* GIVEN TEXT:
+ + +

Re: Fwd: Wired 4.09 p. 130: Lost in Translation

From: Michael Everson (everson@indigo.ie)
Date: Wed Aug 28 1996 - 06:25:08 EDT


At 11:39 1996-08-27, David Beroff wrote:

>Subject: Wired 4.09 p. 130: Lost in Translation
>From: David Beroff, d4b@inet.bis.adp.com
>
>Interesting 16-bit vs. 32-bit issue for
>characters. (I guess nobody seriously
>considered 24-bit characters?)
>
>Anyway, I have an even more radical idea.
>Could Unicode support variable-length
>characters, so that one or more Unicode
>values would mean "shift"? This would
>allow quite a number of Chinese (etc.)
>characters to be represented in the
>second Unicode byte-pair.
>
>Or am I being way too whimsical?

+ + +

Collection entries
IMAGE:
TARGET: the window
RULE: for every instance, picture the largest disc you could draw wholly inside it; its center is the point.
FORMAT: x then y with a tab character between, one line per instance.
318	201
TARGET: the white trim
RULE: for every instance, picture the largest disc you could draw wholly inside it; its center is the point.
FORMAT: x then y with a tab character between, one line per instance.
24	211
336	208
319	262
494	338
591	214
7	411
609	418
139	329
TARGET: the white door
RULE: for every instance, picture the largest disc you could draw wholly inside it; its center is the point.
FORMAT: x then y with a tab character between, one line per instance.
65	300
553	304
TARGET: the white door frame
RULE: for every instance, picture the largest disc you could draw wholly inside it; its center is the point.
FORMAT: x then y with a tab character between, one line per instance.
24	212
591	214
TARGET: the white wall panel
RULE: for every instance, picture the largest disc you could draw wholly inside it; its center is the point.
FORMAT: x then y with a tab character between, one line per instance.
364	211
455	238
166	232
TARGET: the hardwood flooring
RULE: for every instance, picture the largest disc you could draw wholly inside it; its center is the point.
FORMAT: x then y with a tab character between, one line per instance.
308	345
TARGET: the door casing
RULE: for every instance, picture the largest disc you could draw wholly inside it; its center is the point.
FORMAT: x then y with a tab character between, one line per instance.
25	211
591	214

+ + +

* WRITTEN PROBLEM A: Copy the message on Unicode character width word for word, from "From: Michael Everson" to "more radical idea.".
* WRITTEN PROBLEM B: Repeat verbatim the lines of the rows from the line with "TARGET: the hardwood flooring" through the final line of the rows.

* WORKED SOLUTION A:
From: Michael Everson (everson@indigo.ie)
Date: Wed Aug 28 1996 - 06:25:08 EDT


At 11:39 1996-08-27, David Beroff wrote:

>Subject: Wired 4.09 p. 130: Lost in Translation
>From: David Beroff, d4b@inet.bis.adp.com
>
>Interesting 16-bit vs. 32-bit issue for
>characters. (I guess nobody seriously
>considered 24-bit characters?)
>
>Anyway, I have an even more radical idea.

* WORKED SOLUTION B:
TARGET: the hardwood flooring
RULE: for every instance, picture the largest disc you could draw wholly inside it; its center is the point.
FORMAT: x then y with a tab character between, one line per instance.
308	345
TARGET: the door casing
RULE: for every instance, picture the largest disc you could draw wholly inside it; its center is the point.
FORMAT: x then y with a tab character between, one line per instance.
25	211
591	214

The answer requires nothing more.